» **What the task requires**:
Which lines run from the one containing "TARGET: child's raised arm" to the end of the entries below? Reproduce them exactly, both ends included.

» **Region pointing data**:

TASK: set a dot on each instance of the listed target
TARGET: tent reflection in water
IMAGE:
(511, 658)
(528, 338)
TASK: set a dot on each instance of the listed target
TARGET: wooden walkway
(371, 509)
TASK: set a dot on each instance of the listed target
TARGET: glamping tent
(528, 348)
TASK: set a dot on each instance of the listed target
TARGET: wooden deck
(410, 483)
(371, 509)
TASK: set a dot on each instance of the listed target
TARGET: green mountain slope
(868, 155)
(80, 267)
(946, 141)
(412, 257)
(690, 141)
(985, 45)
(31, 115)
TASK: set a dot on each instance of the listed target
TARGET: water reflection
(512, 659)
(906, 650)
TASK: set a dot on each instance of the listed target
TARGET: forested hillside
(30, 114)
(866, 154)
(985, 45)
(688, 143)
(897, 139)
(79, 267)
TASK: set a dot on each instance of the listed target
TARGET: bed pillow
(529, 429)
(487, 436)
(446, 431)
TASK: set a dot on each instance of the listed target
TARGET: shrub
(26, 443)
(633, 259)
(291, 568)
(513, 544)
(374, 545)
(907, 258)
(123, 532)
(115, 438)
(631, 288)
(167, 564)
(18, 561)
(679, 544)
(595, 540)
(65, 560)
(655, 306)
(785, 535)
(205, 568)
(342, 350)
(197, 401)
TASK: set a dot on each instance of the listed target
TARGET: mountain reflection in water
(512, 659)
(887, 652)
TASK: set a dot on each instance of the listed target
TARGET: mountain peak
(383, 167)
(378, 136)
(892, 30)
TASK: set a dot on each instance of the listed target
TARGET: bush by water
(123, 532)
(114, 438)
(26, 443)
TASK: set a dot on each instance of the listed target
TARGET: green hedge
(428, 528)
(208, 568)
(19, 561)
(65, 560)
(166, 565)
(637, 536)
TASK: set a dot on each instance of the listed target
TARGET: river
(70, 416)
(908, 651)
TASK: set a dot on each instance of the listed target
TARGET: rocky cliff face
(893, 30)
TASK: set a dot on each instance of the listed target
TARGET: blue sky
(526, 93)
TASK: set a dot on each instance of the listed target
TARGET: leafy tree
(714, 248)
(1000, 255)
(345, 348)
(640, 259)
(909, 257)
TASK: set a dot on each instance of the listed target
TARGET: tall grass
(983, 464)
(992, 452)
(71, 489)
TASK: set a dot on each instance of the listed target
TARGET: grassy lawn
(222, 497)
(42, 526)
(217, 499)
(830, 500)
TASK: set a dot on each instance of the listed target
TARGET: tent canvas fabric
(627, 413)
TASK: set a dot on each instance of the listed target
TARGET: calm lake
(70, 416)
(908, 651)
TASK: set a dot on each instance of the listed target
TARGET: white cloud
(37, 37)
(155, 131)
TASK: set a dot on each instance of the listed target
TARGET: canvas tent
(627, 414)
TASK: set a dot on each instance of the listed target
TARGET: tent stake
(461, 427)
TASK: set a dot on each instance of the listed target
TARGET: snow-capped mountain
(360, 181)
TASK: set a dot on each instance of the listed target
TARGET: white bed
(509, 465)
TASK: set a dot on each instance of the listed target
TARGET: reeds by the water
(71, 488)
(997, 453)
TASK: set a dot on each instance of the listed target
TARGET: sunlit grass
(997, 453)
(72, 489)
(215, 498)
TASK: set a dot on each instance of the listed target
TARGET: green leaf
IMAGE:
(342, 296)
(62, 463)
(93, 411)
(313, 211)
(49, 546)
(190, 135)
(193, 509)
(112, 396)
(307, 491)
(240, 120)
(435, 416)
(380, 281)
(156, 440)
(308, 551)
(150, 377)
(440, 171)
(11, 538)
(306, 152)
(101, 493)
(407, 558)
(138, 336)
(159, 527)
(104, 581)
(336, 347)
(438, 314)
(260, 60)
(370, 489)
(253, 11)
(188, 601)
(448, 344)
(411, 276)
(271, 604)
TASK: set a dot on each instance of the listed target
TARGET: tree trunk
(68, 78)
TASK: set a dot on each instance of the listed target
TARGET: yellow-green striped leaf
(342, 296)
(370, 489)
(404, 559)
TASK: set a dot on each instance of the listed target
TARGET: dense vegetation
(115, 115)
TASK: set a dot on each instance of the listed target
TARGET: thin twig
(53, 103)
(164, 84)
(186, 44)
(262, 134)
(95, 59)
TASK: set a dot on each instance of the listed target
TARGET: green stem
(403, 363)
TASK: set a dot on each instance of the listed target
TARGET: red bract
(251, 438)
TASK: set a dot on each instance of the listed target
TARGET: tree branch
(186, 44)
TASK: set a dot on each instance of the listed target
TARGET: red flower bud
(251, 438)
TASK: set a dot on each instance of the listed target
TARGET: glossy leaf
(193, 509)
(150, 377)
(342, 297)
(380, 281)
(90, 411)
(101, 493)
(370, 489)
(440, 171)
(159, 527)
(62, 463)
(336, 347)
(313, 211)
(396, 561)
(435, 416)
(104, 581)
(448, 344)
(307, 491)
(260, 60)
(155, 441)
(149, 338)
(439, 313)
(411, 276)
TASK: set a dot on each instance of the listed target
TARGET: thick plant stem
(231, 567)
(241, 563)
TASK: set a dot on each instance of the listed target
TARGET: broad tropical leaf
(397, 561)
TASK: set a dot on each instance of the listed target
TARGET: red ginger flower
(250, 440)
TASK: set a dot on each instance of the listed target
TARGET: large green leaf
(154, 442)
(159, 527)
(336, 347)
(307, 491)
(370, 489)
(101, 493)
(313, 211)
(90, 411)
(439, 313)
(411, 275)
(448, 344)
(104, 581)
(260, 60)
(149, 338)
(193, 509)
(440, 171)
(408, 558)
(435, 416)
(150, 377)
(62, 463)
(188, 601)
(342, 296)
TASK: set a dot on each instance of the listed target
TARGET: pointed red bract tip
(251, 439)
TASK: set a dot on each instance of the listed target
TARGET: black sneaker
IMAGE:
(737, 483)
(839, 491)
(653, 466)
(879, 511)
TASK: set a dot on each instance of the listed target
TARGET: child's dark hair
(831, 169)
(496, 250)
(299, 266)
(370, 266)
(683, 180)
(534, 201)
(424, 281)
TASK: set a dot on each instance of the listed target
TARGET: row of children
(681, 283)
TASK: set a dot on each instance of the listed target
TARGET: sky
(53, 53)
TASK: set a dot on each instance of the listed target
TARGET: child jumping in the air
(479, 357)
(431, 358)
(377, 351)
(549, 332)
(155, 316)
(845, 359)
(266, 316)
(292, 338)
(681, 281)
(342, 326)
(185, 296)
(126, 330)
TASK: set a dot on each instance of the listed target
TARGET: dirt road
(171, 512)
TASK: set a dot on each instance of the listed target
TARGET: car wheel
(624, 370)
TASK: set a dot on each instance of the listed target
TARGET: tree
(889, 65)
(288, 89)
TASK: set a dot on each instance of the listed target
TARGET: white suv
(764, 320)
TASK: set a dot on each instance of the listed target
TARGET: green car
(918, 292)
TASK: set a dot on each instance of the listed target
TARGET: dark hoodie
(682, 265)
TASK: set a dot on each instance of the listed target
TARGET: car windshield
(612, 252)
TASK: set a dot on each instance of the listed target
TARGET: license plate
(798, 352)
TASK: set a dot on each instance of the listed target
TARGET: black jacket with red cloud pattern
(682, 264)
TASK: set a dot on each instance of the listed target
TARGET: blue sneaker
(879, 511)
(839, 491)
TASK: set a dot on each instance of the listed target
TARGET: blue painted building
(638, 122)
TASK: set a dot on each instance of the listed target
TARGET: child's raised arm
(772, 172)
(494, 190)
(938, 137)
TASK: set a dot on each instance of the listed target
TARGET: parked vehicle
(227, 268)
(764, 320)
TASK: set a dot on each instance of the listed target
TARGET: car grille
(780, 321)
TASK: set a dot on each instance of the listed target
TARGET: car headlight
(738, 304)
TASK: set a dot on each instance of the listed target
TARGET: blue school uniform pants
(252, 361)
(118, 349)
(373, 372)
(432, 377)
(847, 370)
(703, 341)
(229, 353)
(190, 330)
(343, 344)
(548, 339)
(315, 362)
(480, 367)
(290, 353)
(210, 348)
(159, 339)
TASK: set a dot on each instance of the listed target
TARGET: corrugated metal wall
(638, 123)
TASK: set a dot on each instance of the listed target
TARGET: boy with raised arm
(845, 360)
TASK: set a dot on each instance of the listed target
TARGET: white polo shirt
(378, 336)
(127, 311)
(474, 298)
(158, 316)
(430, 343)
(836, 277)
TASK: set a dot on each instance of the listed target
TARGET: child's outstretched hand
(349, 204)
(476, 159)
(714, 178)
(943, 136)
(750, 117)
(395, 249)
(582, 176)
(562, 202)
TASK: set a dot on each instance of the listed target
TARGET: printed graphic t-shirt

» **Exercise result**:
TARGET: child's raised arm
(772, 172)
(494, 190)
(938, 137)
TASK: set a dot on each instance of the listed target
TARGET: parked vehicle
(227, 268)
(764, 320)
TASK: set a dot on each instance of the listed target
TARGET: car grille
(780, 321)
TASK: set a dot on each instance of the listed target
TARGET: car headlight
(738, 304)
TASK: set a dot on each instance of the listed target
TARGET: blue school uniform pants
(252, 361)
(118, 349)
(373, 372)
(432, 377)
(847, 370)
(703, 341)
(229, 353)
(190, 330)
(343, 344)
(548, 339)
(315, 362)
(480, 367)
(290, 353)
(210, 348)
(159, 339)
TASK: set a dot on each instance of the listed target
TARGET: corrugated metal wall
(638, 123)
TASK: set a dot on each instance of the listed target
TARGET: boy with raised arm
(845, 360)
TASK: set a dot on each instance of the listed target
TARGET: white polo shirt
(378, 336)
(127, 311)
(474, 298)
(158, 316)
(430, 343)
(836, 277)
TASK: set a dot on each instance of the listed target
TARGET: child's outstretched hand
(349, 204)
(476, 159)
(714, 178)
(943, 136)
(750, 117)
(395, 249)
(582, 176)
(562, 202)
TASK: set a dot on each instance of the listed target
TARGET: printed graphic t-shirt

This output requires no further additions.